# start of EXTRACTED INFORMATION

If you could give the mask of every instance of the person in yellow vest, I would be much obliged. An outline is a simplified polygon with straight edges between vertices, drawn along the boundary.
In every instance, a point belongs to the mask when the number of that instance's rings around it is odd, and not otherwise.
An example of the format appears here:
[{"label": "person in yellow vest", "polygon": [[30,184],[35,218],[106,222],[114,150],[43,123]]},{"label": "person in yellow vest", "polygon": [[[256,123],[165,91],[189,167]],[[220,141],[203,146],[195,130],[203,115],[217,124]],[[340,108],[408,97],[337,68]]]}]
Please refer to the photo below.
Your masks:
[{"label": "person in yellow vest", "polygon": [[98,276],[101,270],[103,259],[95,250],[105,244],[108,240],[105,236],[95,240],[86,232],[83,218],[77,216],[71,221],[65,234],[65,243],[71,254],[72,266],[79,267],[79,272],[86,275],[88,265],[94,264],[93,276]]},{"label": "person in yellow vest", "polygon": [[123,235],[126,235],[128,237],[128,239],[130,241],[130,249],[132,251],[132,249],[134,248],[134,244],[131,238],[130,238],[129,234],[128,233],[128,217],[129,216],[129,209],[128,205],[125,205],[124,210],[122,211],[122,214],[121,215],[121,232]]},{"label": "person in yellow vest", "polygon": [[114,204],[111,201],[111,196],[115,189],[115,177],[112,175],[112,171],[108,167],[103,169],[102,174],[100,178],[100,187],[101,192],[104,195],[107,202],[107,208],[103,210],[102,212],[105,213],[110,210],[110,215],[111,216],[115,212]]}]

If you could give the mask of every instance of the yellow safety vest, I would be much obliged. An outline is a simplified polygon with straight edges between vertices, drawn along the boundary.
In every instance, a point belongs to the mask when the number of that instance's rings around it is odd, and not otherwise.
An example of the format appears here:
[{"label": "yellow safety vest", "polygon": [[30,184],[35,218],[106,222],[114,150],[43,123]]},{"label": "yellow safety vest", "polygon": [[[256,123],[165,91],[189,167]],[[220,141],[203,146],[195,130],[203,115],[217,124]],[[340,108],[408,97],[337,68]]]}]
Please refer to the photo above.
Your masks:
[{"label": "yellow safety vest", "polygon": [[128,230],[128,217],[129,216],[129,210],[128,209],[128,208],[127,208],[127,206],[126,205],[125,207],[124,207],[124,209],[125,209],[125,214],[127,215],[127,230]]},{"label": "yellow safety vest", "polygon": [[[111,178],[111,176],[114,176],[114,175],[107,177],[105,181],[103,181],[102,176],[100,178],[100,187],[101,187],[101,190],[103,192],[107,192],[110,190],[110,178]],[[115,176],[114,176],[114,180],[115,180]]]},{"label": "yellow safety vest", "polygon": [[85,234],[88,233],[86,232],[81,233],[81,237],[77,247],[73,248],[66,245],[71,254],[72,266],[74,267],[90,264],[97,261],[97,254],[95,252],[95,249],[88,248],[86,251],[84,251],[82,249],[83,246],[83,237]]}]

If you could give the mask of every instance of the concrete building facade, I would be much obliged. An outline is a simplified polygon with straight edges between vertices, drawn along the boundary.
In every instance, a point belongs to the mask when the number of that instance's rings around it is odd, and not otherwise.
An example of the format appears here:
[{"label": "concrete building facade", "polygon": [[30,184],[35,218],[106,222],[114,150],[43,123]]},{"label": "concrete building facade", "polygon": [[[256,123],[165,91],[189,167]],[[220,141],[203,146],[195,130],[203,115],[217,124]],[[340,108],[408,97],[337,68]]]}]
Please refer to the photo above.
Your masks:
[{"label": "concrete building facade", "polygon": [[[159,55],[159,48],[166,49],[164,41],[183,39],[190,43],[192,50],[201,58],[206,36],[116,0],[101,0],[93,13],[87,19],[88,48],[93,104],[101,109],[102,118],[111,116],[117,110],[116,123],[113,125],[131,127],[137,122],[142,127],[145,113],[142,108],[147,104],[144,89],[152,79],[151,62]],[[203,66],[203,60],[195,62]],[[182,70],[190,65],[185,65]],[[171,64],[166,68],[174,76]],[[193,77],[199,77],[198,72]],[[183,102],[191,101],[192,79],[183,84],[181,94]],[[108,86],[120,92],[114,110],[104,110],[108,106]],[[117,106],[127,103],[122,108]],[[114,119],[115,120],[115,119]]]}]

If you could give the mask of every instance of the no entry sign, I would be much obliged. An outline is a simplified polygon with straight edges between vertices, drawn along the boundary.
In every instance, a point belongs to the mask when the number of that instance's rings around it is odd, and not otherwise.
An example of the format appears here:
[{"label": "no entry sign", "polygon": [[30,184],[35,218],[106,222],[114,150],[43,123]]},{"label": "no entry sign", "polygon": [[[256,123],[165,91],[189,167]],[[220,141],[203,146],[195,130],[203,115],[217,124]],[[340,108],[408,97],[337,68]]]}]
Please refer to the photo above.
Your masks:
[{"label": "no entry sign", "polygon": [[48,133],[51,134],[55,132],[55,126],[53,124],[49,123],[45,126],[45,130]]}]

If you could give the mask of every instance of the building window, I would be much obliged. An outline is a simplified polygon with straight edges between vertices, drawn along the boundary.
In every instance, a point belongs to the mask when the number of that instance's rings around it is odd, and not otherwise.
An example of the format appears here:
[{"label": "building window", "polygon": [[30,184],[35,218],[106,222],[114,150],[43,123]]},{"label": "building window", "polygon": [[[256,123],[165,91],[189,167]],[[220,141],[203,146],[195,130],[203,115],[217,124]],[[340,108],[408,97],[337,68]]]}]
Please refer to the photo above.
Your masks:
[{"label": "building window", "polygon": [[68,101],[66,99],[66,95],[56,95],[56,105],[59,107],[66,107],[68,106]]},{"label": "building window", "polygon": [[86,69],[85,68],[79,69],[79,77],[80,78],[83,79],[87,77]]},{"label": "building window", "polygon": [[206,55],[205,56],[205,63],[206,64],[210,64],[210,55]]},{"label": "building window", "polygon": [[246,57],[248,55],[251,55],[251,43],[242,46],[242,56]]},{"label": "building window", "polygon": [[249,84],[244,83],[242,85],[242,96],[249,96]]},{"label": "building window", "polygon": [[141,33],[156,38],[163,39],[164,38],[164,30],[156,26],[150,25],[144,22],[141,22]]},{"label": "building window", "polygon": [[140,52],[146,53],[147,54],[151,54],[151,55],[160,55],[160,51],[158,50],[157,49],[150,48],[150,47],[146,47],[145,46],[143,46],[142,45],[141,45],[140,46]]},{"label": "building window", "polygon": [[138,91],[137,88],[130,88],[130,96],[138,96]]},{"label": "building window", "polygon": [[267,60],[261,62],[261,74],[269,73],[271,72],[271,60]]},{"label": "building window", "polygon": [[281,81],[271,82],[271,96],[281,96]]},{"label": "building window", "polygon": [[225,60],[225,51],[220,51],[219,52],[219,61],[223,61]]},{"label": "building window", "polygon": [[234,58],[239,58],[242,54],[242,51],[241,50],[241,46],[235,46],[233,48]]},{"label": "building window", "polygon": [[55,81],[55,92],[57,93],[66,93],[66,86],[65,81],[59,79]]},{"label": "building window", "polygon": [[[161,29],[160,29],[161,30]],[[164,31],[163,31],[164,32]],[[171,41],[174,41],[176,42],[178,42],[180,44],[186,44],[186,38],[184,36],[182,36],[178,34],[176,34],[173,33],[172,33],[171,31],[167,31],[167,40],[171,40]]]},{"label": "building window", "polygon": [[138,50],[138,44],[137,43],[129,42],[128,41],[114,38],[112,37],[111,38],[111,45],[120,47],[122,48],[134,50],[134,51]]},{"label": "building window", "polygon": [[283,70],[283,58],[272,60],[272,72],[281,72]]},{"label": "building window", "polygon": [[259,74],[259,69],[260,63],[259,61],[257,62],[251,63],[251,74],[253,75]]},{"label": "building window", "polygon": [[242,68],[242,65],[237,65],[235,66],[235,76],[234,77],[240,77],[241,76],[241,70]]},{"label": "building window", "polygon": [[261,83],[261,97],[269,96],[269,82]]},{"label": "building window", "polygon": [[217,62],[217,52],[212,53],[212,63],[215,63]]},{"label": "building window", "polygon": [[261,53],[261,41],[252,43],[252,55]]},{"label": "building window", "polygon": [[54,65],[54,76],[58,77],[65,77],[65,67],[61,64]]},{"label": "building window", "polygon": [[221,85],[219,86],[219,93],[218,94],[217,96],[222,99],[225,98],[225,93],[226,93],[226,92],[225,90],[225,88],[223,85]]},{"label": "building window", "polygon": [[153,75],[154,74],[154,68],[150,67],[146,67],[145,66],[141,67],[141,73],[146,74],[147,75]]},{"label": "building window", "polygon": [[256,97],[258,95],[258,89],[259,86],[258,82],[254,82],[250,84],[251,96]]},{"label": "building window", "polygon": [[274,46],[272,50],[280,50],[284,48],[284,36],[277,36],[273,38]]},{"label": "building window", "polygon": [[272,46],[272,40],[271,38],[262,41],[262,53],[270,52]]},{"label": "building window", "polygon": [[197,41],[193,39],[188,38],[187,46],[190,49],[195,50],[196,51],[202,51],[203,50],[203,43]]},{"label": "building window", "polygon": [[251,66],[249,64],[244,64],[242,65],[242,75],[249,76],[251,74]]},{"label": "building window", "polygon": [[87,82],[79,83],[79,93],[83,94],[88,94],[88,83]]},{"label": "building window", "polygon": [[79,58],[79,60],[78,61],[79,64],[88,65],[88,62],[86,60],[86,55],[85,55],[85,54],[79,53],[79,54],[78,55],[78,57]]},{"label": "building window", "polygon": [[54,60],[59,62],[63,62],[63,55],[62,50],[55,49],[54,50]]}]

# end of EXTRACTED INFORMATION

Filter the data above down to the lines that contain the word "entry", copying each of those lines in full. Treat case as significant when matching.

If you could give the mask of every instance of the no entry sign, I would be much obliged. An outline is a simplified polygon with straight edges between vertices, drawn along the boundary.
[{"label": "no entry sign", "polygon": [[30,184],[35,218],[106,222],[114,150],[43,123]]},{"label": "no entry sign", "polygon": [[[256,123],[165,91],[189,167]],[[220,141],[203,146],[195,130],[203,115],[217,124]],[[340,108],[408,97],[337,68]]]}]
[{"label": "no entry sign", "polygon": [[48,133],[51,134],[55,132],[55,126],[53,124],[49,123],[45,126],[45,130]]}]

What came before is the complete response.